▶ **DOEL A**
Schrijf het deel van de tekst over academische belangstelling opnieuw uit vanaf "Echt geïnteresseerd raakte" tot en met "met zich mee.", en wissel daarbij "Delft" om voor "Leiden".
▶ **DOEL B**
Ga verder met de tekst over academische belangstelling, te beginnen na de laatste zin die er staat.

▶ **TE LEZEN TEKST**
****************************************

Mijn uitgever Vic van de Reijt heeft me er overigens herhaaldelijk op gewezen dat schrijvers als Mulisch en Nooteboom, die allebei hun middelbare school niet hebben afgemaakt, geplaagd zouden zijn geweest door een minderwaardigheidscomplex tegenover academisch geschoolde lieden. Hun leven lang zouden zij dit minderwaardigheidscomplex hebben willen bestrijden, onder andere door in hun werk te pas en te onpas met Latijnse spreuken te strooien. Van de Reijt suggereerde dat ook ik aan een dergelijk complex leed, maar bij mijn weten komt Latijn slechts sporadisch in mijn werk voor; de bron van mijn minderwaardigheidscomplex moet vermoedelijk elders worden gezocht, maar dit is niet de plaats voor zelfanalyse.
Dit neemt niet weg dat ik op bijna eerbiedige wijze vereerd was (het Duitse woord ‘geschmeichelt’ dekt de lading beter, maar ik weet even geen goede vertaling) toen ik geconfronteerd werd met de eerste academische belangstelling voor mijn werk. Bij nader inzien viel die belangstelling een tikkeltje tegen. Voor zover mijn geheugen mij niet in de steek laat, was mijn eerste confrontatie met academische belangstelling afkomstig van een studente Nederlands die afstudeerde op de zogeheten Generatie Nix, waartoe ook ik zou behoren. Ze wilde weten wat ik bij het verschijnen van mijn eerste roman allemaal aan promotie had gedaan. Wat een compliment lijkt, is dikwijls een belediging in vermomming.
Echt geïnteresseerd raakte ik pas in de universitaire wereld na mijn eerste gastschrijverschap aan de TU in Delft in het voorjaar van 2005. De subcultuur van de universiteit fascineerde me en de expert, de persoon die vrijwel alles weet over bijna niets en misschien zelfs dat niet eens, leek mij een ideale romanfiguur. Niet dat ik de zogeheten campus novel wilde schrijven of een zedenkomedie maar ik herkende wat in de expert die veel weet over bijna niets: een zekere levensangst, theoretische vertwijfeling, nauwelijks onderdrukte lust, en ondanks alles torste deze expert een rudiment van het idealisme met zich mee.

****************************************

▶ **OPGESLAGEN GEGEVENS**
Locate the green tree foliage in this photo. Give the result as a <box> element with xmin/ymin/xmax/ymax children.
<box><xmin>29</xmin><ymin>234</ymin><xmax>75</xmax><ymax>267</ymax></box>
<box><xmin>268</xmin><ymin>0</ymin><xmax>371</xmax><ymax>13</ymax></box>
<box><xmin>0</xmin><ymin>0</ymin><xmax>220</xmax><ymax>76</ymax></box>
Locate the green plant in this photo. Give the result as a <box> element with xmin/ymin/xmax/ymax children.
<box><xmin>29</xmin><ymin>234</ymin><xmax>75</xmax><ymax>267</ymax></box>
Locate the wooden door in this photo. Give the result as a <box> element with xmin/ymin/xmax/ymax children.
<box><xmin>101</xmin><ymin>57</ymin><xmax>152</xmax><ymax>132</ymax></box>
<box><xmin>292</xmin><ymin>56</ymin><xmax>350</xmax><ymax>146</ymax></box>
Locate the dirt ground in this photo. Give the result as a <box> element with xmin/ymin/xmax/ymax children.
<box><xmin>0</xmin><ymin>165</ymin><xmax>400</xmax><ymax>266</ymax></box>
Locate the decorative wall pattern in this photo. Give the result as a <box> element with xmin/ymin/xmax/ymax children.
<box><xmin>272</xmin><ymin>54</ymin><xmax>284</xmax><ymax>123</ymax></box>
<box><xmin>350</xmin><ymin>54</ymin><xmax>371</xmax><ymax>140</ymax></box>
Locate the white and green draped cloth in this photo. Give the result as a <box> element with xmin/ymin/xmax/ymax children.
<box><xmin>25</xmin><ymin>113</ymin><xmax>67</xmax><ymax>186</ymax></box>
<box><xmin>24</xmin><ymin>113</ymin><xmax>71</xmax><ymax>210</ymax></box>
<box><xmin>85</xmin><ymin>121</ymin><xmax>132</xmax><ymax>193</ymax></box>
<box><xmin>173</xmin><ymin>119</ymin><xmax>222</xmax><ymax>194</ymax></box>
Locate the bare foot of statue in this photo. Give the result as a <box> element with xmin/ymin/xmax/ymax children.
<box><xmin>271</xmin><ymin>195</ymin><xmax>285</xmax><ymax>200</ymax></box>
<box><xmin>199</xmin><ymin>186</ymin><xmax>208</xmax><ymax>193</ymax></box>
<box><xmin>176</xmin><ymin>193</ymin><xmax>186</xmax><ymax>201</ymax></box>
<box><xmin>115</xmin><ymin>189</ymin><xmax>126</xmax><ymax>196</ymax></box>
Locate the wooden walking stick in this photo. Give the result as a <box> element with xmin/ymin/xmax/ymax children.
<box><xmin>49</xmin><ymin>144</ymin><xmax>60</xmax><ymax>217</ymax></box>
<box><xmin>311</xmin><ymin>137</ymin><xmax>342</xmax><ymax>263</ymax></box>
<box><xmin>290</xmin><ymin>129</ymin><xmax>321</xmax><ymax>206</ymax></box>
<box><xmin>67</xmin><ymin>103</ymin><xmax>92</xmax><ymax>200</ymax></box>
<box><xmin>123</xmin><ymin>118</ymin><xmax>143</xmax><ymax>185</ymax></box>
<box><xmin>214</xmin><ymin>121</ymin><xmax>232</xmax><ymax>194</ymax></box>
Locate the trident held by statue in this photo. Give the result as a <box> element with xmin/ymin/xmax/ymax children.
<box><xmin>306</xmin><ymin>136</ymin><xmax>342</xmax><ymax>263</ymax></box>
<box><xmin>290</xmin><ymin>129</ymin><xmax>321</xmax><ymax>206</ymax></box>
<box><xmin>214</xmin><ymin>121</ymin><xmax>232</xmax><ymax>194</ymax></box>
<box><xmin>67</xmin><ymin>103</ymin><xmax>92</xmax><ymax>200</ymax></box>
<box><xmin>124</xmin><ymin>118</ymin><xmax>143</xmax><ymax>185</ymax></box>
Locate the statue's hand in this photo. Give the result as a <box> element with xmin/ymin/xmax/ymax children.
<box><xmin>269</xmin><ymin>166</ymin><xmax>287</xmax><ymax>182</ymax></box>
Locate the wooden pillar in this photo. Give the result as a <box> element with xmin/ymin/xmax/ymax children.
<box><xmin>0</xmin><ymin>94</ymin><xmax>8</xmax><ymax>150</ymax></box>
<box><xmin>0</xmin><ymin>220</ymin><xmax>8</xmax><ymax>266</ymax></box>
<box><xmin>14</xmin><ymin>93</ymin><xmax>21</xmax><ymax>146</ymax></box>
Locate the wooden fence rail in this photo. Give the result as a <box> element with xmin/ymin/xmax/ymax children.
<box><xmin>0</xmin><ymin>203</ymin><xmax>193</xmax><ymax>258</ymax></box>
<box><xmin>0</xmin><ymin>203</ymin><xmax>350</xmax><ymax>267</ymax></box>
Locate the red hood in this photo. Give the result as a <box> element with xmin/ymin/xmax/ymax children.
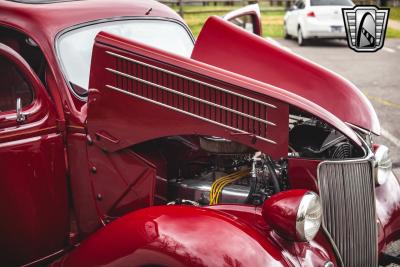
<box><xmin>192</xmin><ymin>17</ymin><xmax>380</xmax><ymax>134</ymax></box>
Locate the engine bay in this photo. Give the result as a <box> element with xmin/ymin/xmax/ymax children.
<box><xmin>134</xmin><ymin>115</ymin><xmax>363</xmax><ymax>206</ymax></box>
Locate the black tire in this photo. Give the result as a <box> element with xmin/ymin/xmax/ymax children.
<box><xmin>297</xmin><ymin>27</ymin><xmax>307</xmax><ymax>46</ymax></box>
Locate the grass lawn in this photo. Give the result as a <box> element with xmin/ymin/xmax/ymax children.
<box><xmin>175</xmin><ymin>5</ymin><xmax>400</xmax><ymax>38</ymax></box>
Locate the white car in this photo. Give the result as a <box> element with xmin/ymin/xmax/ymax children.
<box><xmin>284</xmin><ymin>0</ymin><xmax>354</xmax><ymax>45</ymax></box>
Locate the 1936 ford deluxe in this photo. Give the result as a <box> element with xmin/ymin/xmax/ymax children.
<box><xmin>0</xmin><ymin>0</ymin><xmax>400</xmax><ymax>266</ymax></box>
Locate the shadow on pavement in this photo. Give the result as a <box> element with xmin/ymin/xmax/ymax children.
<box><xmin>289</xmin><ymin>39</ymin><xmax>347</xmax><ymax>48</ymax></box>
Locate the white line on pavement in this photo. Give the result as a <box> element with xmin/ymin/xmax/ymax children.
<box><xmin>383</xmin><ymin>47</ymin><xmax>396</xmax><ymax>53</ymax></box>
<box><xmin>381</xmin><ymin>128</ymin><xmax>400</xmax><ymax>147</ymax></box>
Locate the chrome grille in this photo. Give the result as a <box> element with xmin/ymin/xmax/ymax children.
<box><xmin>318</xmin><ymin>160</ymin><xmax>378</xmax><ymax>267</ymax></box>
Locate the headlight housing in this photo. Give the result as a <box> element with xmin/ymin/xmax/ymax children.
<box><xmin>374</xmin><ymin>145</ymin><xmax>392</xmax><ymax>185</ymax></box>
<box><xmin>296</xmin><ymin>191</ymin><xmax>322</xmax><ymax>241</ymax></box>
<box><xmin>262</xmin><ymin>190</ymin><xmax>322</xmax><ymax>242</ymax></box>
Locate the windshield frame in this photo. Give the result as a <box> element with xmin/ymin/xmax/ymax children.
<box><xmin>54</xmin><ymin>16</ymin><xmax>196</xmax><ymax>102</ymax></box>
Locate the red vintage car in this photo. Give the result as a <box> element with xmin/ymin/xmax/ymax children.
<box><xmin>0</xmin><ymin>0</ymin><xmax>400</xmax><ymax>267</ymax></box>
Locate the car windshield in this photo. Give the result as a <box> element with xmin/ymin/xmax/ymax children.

****************************************

▶ **GESCHREVEN ANTWOORD A**
Echt geïnteresseerd raakte ik pas in de universitaire wereld na mijn eerste gastschrijverschap aan de TU in Leiden in het voorjaar van 2005. De subcultuur van de universiteit fascineerde me en de expert, de persoon die vrijwel alles weet over bijna niets en misschien zelfs dat niet eens, leek mij een ideale romanfiguur. Niet dat ik de zogeheten campus novel wilde schrijven of een zedenkomedie maar ik herkende wat in de expert die veel weet over bijna niets: een zekere levensangst, theoretische vertwijfeling, nauwelijks onderdrukte lust, en ondanks alles torste deze expert een rudiment van het idealisme met zich mee.

▶ **GESCHREVEN ANTWOORD B**
Als de leuze ‘kennis is macht’ ergens nog iets te betekenen heeft, dan op de universiteit. De universiteitsprofessor lijkt tegen beter weten in vast te houden aan dat kennisideaal. Via de theorie probeert hij in de wereld door te dringen om vervolgens razendsnel boven die wereld uit te stijgen. De reëel bestaande macht die hij heeft, beperkt zich echter in het beste geval tot zeer beperkte invloed op min of meer onwetende studenten die allang niet meer zitten te wachten op zijn idealistische reflexen.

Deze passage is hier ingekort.